> Aim
Return every one of the following records verbatim, reproducing each line without alteration.

> Exercise materials
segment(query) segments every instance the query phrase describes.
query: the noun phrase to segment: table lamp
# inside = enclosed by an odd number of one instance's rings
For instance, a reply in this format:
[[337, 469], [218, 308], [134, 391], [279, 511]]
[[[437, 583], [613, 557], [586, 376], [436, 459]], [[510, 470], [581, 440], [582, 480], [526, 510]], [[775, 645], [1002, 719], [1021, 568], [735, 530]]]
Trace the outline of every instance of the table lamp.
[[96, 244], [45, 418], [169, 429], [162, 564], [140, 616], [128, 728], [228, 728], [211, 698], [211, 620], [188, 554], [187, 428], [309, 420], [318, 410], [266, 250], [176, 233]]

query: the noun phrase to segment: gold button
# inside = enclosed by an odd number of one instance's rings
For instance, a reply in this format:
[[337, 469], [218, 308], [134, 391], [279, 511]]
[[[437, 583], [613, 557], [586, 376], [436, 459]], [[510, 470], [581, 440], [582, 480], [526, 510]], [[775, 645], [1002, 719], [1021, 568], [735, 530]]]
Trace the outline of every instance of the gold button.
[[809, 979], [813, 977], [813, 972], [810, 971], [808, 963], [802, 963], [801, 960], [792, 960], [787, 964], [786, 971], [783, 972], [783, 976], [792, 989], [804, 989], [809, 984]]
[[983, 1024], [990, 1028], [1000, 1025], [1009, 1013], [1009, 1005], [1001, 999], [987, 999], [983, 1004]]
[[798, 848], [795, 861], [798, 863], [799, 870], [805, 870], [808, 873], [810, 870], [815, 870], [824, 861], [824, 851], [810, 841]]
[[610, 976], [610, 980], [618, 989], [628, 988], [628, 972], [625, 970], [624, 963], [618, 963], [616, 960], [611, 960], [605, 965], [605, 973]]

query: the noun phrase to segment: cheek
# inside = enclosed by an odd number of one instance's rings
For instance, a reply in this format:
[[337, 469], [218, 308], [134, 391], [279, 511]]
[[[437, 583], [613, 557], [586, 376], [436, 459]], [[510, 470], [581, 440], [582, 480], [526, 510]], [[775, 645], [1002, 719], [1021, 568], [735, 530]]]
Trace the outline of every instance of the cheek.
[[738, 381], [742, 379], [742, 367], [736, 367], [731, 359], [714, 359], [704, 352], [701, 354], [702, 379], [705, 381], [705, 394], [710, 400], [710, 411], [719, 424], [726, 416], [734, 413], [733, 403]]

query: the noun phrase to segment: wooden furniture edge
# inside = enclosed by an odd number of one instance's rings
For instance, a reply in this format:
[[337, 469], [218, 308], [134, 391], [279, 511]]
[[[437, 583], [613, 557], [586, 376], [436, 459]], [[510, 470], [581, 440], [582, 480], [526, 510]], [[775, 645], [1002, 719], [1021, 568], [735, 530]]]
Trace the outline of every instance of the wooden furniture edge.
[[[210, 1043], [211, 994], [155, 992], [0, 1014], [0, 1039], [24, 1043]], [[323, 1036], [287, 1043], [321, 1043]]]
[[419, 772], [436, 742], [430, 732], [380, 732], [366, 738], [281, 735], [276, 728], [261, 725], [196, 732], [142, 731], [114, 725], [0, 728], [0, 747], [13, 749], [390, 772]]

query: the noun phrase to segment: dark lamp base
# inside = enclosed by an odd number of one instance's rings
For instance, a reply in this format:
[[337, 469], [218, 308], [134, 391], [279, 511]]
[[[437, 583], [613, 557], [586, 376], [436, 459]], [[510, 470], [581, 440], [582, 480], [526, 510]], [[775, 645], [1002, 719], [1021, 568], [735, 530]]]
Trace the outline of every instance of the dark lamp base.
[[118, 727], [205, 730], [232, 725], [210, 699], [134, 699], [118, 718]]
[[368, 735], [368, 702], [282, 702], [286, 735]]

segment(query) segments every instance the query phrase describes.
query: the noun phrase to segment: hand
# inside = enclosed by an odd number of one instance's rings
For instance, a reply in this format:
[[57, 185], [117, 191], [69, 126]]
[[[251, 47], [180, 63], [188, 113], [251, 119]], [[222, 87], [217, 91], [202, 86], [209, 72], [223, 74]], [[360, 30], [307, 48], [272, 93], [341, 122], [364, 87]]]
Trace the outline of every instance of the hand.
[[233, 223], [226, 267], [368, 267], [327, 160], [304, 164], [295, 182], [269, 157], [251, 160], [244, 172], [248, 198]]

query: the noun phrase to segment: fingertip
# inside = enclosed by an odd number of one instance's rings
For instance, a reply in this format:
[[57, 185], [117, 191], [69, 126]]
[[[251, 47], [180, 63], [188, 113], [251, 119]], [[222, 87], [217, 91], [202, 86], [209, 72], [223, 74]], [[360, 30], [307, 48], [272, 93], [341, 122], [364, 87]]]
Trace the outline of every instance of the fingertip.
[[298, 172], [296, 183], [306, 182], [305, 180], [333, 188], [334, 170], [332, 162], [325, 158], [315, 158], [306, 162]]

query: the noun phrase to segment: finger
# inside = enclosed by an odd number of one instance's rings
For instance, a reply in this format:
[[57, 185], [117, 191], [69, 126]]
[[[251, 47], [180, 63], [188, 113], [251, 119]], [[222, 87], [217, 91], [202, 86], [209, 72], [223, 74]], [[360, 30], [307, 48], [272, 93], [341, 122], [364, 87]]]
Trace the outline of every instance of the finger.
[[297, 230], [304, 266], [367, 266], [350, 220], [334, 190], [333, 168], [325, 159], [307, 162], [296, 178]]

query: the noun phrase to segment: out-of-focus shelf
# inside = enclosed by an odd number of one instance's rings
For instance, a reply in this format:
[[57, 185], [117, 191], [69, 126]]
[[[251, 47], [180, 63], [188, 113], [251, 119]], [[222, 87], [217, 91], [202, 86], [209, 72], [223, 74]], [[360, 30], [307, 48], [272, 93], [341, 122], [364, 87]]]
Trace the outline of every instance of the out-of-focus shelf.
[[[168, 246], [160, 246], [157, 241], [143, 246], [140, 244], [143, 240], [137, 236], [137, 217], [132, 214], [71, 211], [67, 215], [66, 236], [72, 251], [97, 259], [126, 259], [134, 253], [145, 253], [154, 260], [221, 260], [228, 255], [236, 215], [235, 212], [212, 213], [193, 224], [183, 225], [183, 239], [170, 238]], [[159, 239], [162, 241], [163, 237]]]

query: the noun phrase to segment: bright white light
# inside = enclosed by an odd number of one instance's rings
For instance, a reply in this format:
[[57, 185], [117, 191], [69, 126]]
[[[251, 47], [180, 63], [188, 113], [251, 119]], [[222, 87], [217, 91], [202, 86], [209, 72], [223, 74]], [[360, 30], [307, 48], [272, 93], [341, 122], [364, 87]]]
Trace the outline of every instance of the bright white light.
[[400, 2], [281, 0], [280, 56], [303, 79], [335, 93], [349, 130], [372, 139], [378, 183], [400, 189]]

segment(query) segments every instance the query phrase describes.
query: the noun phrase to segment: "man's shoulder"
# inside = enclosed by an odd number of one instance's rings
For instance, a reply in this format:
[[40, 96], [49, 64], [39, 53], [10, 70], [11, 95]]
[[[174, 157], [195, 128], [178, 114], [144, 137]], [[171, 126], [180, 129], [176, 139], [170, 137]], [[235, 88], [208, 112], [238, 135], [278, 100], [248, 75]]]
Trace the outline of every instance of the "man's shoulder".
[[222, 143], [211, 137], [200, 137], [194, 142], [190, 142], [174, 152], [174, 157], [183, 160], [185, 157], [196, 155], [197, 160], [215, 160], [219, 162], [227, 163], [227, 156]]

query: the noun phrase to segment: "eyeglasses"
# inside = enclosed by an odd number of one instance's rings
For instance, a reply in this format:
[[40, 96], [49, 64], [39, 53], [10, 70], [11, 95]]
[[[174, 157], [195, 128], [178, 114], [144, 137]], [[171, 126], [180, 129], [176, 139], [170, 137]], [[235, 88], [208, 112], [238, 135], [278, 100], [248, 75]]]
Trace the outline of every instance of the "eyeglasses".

> Reply
segment(query) segments every instance the query phrase describes.
query: the noun phrase to segment: table lamp
# inside = enclosed by an odd number of one instance's rings
For instance, a reply in this format:
[[337, 469], [218, 308], [134, 391], [279, 511]]
[[[437, 583], [613, 557], [586, 376], [436, 459]], [[510, 470], [581, 440], [582, 480], [526, 510]], [[775, 645], [1002, 719], [1021, 568], [735, 530]]]
Trace the outline of every instance of the table lamp.
[[96, 244], [45, 418], [169, 429], [162, 564], [140, 616], [128, 728], [228, 728], [211, 698], [211, 620], [188, 554], [187, 428], [309, 420], [318, 410], [266, 250], [176, 233]]

query: the noun phrase to segment: gold button
# inside = enclosed by an odd number of one instance's rings
For instance, a reply in this format:
[[337, 469], [218, 308], [134, 391], [279, 511]]
[[[437, 583], [613, 557], [586, 376], [436, 459]], [[510, 470], [581, 440], [582, 480], [526, 510]], [[775, 645], [1002, 719], [1021, 568], [735, 530]]]
Trace the outline of every instance of the gold button.
[[809, 979], [813, 977], [813, 972], [810, 971], [808, 963], [802, 963], [801, 960], [792, 960], [787, 964], [786, 971], [783, 972], [783, 976], [792, 989], [804, 989], [809, 984]]
[[983, 1024], [990, 1028], [1000, 1025], [1009, 1013], [1009, 1005], [1001, 999], [987, 999], [983, 1004]]
[[798, 848], [795, 861], [798, 863], [799, 870], [805, 870], [808, 873], [810, 870], [815, 870], [824, 861], [824, 851], [810, 841]]
[[610, 976], [610, 980], [618, 989], [628, 988], [628, 972], [625, 970], [624, 963], [618, 963], [616, 960], [611, 960], [605, 965], [605, 973]]

query: the noun phrase to segment: cheek
# inside = enclosed by an odd number of one instance's rings
For instance, a reply in this format:
[[337, 469], [218, 308], [134, 391], [279, 511]]
[[[437, 583], [613, 557], [586, 376], [436, 459]], [[510, 470], [581, 440], [582, 480], [526, 510]], [[775, 645], [1002, 719], [1021, 568], [735, 530]]]
Trace the outline of every instance of the cheek.
[[738, 381], [742, 379], [742, 367], [736, 367], [731, 359], [714, 359], [704, 352], [701, 354], [702, 379], [705, 381], [705, 394], [710, 400], [710, 411], [719, 424], [726, 416], [734, 413], [733, 403]]

query: the noun phrase to segment: wooden furniture edge
# inside = enclosed by an odd number of one instance's rings
For instance, a reply in this format:
[[337, 469], [218, 308], [134, 391], [279, 511]]
[[[437, 583], [613, 557], [586, 376], [436, 459]], [[510, 470], [581, 440], [582, 480], [526, 510]], [[775, 645], [1002, 719], [1021, 568], [735, 530]]]
Trace the outline of every instance of the wooden furniture edge.
[[[210, 1043], [211, 994], [155, 992], [0, 1014], [0, 1039], [24, 1043]], [[323, 1036], [287, 1043], [321, 1043]]]
[[419, 772], [436, 742], [430, 732], [380, 732], [366, 738], [281, 735], [276, 728], [261, 725], [196, 732], [142, 731], [114, 725], [0, 728], [0, 747], [13, 749], [390, 772]]

query: the noun phrase to segment: dark lamp base
# inside = enclosed by an odd number of one instance's rings
For instance, a reply in this format:
[[337, 469], [218, 308], [134, 391], [279, 511]]
[[[437, 583], [613, 557], [586, 376], [436, 459]], [[510, 470], [581, 440], [582, 480], [526, 510]], [[775, 645], [1002, 719], [1021, 568], [735, 530]]]
Trace the outline of every instance of the dark lamp base.
[[118, 727], [205, 730], [232, 725], [210, 699], [134, 699], [118, 718]]
[[368, 735], [368, 702], [282, 702], [286, 735]]

segment(query) segments every instance the query phrase describes.
query: the noun phrase to segment: hand
# inside = enclosed by an odd number of one instance's rings
For instance, a reply in this format:
[[57, 185], [117, 191], [69, 126]]
[[[251, 47], [180, 63], [188, 113], [251, 119]], [[222, 87], [217, 91], [202, 86], [209, 72], [223, 74]], [[360, 30], [307, 48], [272, 93], [341, 122], [364, 87]]]
Trace the outline of every instance of the hand.
[[233, 223], [226, 267], [368, 267], [327, 160], [304, 164], [295, 182], [269, 157], [251, 160], [244, 172], [248, 198]]

query: the noun phrase to segment: fingertip
# inside = enclosed by an odd number of one instance's rings
For instance, a reply in this format:
[[57, 185], [117, 191], [69, 126]]
[[[251, 47], [180, 63], [188, 113], [251, 119]], [[222, 87], [217, 91], [202, 86], [209, 72], [223, 74]], [[360, 30], [307, 48], [272, 93], [341, 122], [364, 87]]]
Trace the outline of every instance of the fingertip.
[[298, 172], [296, 183], [306, 182], [305, 180], [333, 188], [334, 170], [332, 162], [325, 158], [315, 158], [306, 162]]

query: the noun phrase to segment: finger
# inside = enclosed by an odd number of one instance's rings
For instance, a reply in this format:
[[57, 185], [117, 191], [69, 126]]
[[[251, 47], [180, 63], [188, 113], [251, 119]], [[222, 87], [217, 91], [202, 86], [209, 72], [223, 74]], [[360, 30], [307, 48], [272, 93], [341, 122], [364, 87]]]
Trace the outline of every instance of the finger.
[[297, 230], [304, 266], [367, 266], [350, 220], [334, 190], [333, 168], [325, 159], [307, 162], [296, 178]]

query: the noun phrase to segment: out-of-focus shelf
# inside = enclosed by an odd number of one instance's rings
For instance, a reply in this format:
[[57, 185], [117, 191], [69, 126]]
[[[251, 47], [180, 63], [188, 113], [251, 119]], [[222, 87], [217, 91], [202, 86], [209, 72], [223, 74]], [[360, 30], [307, 48], [272, 93], [341, 122], [364, 87]]]
Trace the outline of every instance of the out-of-focus shelf.
[[[168, 246], [160, 246], [157, 241], [143, 246], [140, 244], [143, 240], [137, 236], [137, 217], [132, 214], [71, 211], [67, 215], [66, 236], [72, 251], [97, 259], [126, 259], [134, 253], [145, 253], [154, 260], [221, 260], [228, 255], [236, 215], [235, 212], [212, 213], [193, 224], [183, 225], [183, 239], [170, 238]], [[159, 239], [162, 241], [163, 237]]]

query: the noun phrase to segment: bright white light
# inside = enclosed by an odd number of one instance's rings
For instance, a reply in this format:
[[57, 185], [117, 191], [69, 126]]
[[[251, 47], [180, 63], [188, 113], [251, 119]], [[222, 87], [217, 91], [202, 86], [209, 72], [223, 74]], [[360, 30], [307, 48], [272, 93], [341, 122], [364, 87]]]
Trace the outline of every instance of the bright white light.
[[400, 2], [281, 0], [280, 56], [303, 79], [335, 93], [349, 130], [372, 139], [378, 183], [400, 189]]

segment(query) segments every instance the query phrase describes.
query: the noun phrase to segment: "man's shoulder"
# inside = enclosed by an odd number of one instance's rings
For instance, a reply in this format:
[[40, 96], [49, 64], [39, 53], [10, 70], [11, 95]]
[[[174, 157], [195, 128], [178, 114], [144, 137]], [[171, 126], [180, 129], [176, 139], [170, 137]], [[235, 88], [208, 112], [238, 135], [278, 100], [248, 75]]]
Trace the outline of every instance of the "man's shoulder".
[[222, 143], [211, 137], [200, 137], [194, 142], [190, 142], [174, 152], [174, 157], [183, 160], [185, 157], [196, 155], [197, 160], [215, 160], [219, 162], [227, 163], [227, 156]]

query: the noun phrase to segment: "eyeglasses"
# inside = enclosed by an odd number of one instance's rings
For instance, a reply in this format:
[[40, 96], [49, 64], [39, 53], [10, 70], [11, 95]]
[[[174, 157], [195, 128], [178, 114], [144, 137]], [[171, 126], [180, 129], [176, 139], [170, 137]], [[235, 88], [208, 112], [238, 135], [278, 100], [248, 75]]]
Trace the outline of every instance of the "eyeglasses".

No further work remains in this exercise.